▶ _Records for processing_
━━━━━━━━

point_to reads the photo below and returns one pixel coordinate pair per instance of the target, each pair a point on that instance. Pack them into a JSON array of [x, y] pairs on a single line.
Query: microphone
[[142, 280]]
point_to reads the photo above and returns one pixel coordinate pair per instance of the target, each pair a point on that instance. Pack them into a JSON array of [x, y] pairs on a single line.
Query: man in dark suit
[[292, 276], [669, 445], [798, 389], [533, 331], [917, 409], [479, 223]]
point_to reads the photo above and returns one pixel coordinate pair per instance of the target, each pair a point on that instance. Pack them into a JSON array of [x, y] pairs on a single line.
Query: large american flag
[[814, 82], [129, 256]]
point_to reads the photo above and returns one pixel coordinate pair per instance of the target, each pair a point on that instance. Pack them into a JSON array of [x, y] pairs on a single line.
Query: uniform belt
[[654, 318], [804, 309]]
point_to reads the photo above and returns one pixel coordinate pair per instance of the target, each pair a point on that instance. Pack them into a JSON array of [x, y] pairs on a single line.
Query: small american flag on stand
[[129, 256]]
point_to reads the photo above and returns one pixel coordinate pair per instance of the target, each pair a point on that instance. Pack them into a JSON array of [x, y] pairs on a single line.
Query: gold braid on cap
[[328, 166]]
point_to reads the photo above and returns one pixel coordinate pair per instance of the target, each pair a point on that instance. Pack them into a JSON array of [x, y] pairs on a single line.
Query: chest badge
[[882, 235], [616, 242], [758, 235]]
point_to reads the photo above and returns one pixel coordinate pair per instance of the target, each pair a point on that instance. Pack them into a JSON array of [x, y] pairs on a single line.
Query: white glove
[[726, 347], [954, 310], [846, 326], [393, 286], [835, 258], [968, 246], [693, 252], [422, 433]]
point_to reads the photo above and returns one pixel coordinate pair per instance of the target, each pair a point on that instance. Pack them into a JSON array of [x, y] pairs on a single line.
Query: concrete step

━━━━━━━━

Rewrite the data from its first line through the line containing "409], [479, 223]]", keeping every line unchanged except that each x and y coordinate is shifted up by 39, and output only that span.

▶ _Exercise response_
point_to reads the photo below and returns one pixel coordinate pair per instance of the target, each pair a point on that instance. Pack them into a JSON array of [x, y] pairs on a single line.
Query: microphone
[[181, 319]]
point_to reads the photo above and returns one pixel coordinate pair per instance of the target, each pair a point on that instance. Pack them into a JSON array of [x, y] pairs on a single line.
Query: man in dark suit
[[331, 315], [708, 484], [837, 428], [572, 370], [956, 448], [518, 262]]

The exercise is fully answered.